Hak dan kewajiban negara lain di zona
ekonomi eksklusif diatur oleh Pasal 58 Konvensi Hukum Laut 1982, yaitu sebagai
berikut :
-
Di
zona ekonomi eksklusif Indonesia, semua Negara baik Negara pantai maupun tidak
berpantai mempunyai hak kebebasan pelayaran dan penerbangan, kebebasan
memasang kabel dan pipa bawah laut dan
penggunaan sah lainnya menurut hukum internasional dan Konvensi Hukum Laut
1982. Dalam melaksanakan hak-hak dan kebebasan tersebut, Negara lain harus
menghormati peraturan perundang-undangan Indonesia sebagai negara pantai yang
mempunyai zona ekonomi eksklusif tersebut.
Di Zona Ekonomi Eksklusif Indonesia,
Republik Indonesia mempunyai hak dan
melaksanakan:
a.
Hak
berdaulat untuk melakukan eksplorasi dan eksploitasi, pengelolaan dan
konservasi sumber daya alam hayati dan non hayati dari dasar laut dan tanah di
bawahnya serta air di atasnya dan kegiatan-kegiatan lainnya untuk eksplorasi
dan eksploitasi ekonomis zona tersebut, seperti pembangkitan tenaga dari air,
arus dan angin;
b.
Yurisdiksi
yang berhubungan dengan :
1.
pembuatan
dan penggunaan pulau-pulau buatan, instalasi-instalasi dan bangunan-bangunan
lainnya;
2.
penelitian
ilmiah mengenai kelautan;
3.
perlindungan
dan pelestarian lingkungan taut;
4. Hak-hak lain dan kewajiban-kewajiban
lainnya berdasarkan Konvensi Hukum Laut yang berlaku.
Sepanjang yang bertalian dengan dasar
laut dan tanah di bawahnya, hak berdaulat, hak-hak lain, yurisdiksi dan
kewajiban-kewajiban Indonesia dilaksanakan menurut peraturan perundang-undangan
Landas Kontinen Indonesia, persetujuan-persetujuan antara Republik Indonesia
dengan Negara-negara tetangga dan ketentuan-ketentuan hukum internasional yang berlaku.

__Data yang Disediakan__
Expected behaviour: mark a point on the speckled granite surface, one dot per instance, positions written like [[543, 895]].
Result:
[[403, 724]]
--
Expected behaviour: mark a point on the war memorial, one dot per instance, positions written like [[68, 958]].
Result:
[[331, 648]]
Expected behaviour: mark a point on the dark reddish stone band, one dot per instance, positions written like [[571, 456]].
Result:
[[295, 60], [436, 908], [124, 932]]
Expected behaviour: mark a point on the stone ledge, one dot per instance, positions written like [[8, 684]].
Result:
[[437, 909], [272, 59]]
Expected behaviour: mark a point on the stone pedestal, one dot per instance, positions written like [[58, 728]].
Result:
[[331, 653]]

__Tugas yang Dikerjakan__
**1.** Sebutkan semua dasar pelaksanaan hak dan kewajiban Indonesia yang bertalian dengan dasar laut dan tanah di bawahnya menurut teks tentang zona ekonomi eksklusif.
**2.** Menurut teks tentang zona ekonomi eksklusif, pasal apa yang mengatur hak dan kewajiban negara lain di zona tersebut?
**3.** Tolong teruskan teks tentang zona ekonomi eksklusif setelah kalimat terakhirnya.

__Jawaban Setiap Tugas__
**1.**
- Peraturan perundang-undangan Landas Kontinen Indonesia
- Persetujuan-persetujuan antara Republik Indonesia dengan negara-negara tetangga
- Ketentuan-ketentuan hukum internasional yang berlaku

**2.** Pasal 58 Konvensi Hukum Laut 1982.

**3.**
Di Zona Ekonomi Eksklusif Indonesia,
kebebasan pelayaran dan penerbangan internasional serta kebebasan pemasangan
kabel dan pipa bawah laut diakui sesuai dengan prinsip-prinsip hukum laut
internasional yang berlaku.
4. LANDAS KONTINEN
Pengertian Landas kontinen menurut
Pasal 76 ayat (1), ayat (2) Konvensi Hukum Laut 1982 tersebut adalah landas
kontinen yang meliputi sebagai berikut :
a. dasar laut dan tanah di bawahnya yang
terletak di luar laut teritorialnya sepanjang adanya kelanjutan ilmiah dari
wilayah daratannya sampai ke pinggiran tepi kontinen; atau
b. dasar laut dan tanah di bawahnya
sampai jarak 200 mil laut dari garis pangkal di mana laut teritorial diukur;
c. landas kontinen dimungkinkan mencapai
350 mil laut dari garis pangkal di mana laut teritorial diukur; atau
d. tidak melebihi 100 mil laut dari
kedalaman (isobath) 2500 meter.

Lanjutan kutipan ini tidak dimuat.